[DOCUMENT SEGMENT]:
--- BEGIN ---
MLJ: Babe Face, Negro Casas, Rambo b Villano I, Villano IV, Villano V

1992-03-06 @ Arena Neza
Babe Face, Negro Casas, Rambo b Villano I, Villano IV, Villano V


I was in a Villanos mood still, and looking through the various things decadas80s90s2000 has posted over the years and found this. There's a lot of stuff on there which isn't easy to search for on youtube or catalog. I found a number of things I want to get to at some point. This may not have been the best choice. It was fun disposable lucha, but I wanted to see some more 92 Casas in a match that isn't one of his hyped ones.

This was something of a trainwreck with lots of feeding and lots of bumps, lots of ducked moves and lots of counters. There was some shine at the beginning and some heat in the middle but it was really just a constant flow of action. I'd say that the entire rudo side delivered in one way or another here, though Babe Face the least. He had to be getting up there in age by this point and it showed. That said, he had some great comedic sells and at least an attempt of a few bumps. He was just a half step behind everyone else. Rambo, on the other hand, was a blast. I need to see more of him. He was an amazing cheerleader on the outside and his offense is just so offbeat and novel. It's not that it's well executed or brilliant or anything, but he just has a way of using his body as a weapon that fits his scummy, over the top character perfectly. I need to see more of him. He came off like the perfect Mocho Cota partner here.

Casas was above and beyond. One thing that amazes me, absolutely amazes me, is that you can watch a random Negro Casas trios and you will, maybe seven or eight times out of ten, see him do something you've never seen him do before. It almost always fits. It almost always makes sense. It almost always adds to the match. It never seems forced or contrived. It just seems like Casas wanted to do something different that night, to try inflicting pain a different way or to react differently. I'm not sure I've ever seen another wrestler like that. Here, he took the monkey flip bump to the floor, which I'm sure he must have done other times in this era. However, he also did a fun comedy spot where Rambo fell straight backwards, like a tree-falling senton, trying to break up a pin, and the Villano moved. Casas got his knees up to save himself and Rambo sold it like he was shot in the back by his own man. He also did a double corner clothesline (tried a corner clothesline on a Villano in the corner who got his arm up), which is one of those sort of no-brainer spots you've just never seen before. He added so much energy and excitement and motion and character to the match.

I had no context here, but it didn't matter. I'm glad to watch great rudos clowning and bumping and bullying for super tecnicos and it's always great to see near-prime Casas. He could do almost everything he does now in adding meaning and purpose and character to a match but he could do all the more athletically back then.
--- END ---
[SET TASK A]: At which arena was the match covered in the match review held?

[AVAILABLE RECORDS]:
--- BEGIN ---
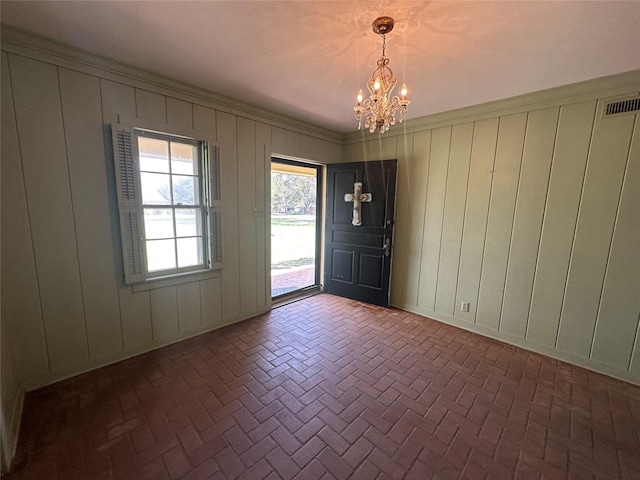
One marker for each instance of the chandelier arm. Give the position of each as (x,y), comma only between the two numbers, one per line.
(379,110)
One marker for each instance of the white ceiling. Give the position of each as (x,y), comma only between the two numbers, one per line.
(307,59)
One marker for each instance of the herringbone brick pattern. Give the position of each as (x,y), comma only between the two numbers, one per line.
(331,388)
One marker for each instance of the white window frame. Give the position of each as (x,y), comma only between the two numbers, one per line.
(125,135)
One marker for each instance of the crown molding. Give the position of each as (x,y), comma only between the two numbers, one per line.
(20,42)
(625,83)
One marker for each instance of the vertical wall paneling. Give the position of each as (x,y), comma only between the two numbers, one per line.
(164,312)
(151,106)
(500,221)
(278,140)
(135,308)
(179,113)
(189,311)
(388,148)
(82,114)
(39,116)
(532,192)
(478,192)
(598,208)
(246,202)
(620,306)
(230,274)
(293,143)
(204,120)
(263,175)
(434,211)
(453,217)
(211,306)
(21,308)
(404,148)
(565,186)
(417,190)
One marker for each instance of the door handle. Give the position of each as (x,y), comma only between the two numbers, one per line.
(386,248)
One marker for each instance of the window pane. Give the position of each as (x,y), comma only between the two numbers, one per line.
(155,188)
(190,252)
(158,223)
(188,222)
(184,158)
(154,155)
(185,190)
(161,255)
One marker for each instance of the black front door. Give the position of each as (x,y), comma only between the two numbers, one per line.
(359,230)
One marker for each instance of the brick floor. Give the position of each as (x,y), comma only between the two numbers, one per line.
(330,388)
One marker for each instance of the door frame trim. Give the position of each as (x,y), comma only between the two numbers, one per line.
(320,204)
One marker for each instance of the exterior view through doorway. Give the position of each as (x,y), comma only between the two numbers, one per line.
(295,227)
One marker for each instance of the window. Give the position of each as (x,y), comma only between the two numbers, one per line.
(169,202)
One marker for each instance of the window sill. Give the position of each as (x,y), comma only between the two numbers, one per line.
(175,280)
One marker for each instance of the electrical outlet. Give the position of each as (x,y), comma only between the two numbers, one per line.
(257,211)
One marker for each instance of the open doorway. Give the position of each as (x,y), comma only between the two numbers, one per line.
(295,227)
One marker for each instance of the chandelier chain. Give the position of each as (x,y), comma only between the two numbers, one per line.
--- END ---
[SET TASK B]: Please return the entries verbatim from the line with "One marker for each instance of the window sill." through the end of the entries.

[FULL OUTPUT A]: Arena Neza

[FULL OUTPUT B]:
One marker for each instance of the window sill. Give the position of each as (x,y), comma only between the two numbers, one per line.
(175,280)
One marker for each instance of the electrical outlet. Give the position of each as (x,y), comma only between the two numbers, one per line.
(257,211)
One marker for each instance of the open doorway. Give the position of each as (x,y), comma only between the two numbers, one per line.
(295,227)
One marker for each instance of the chandelier chain. Give the position of each as (x,y), comma only between the two numbers, one per line.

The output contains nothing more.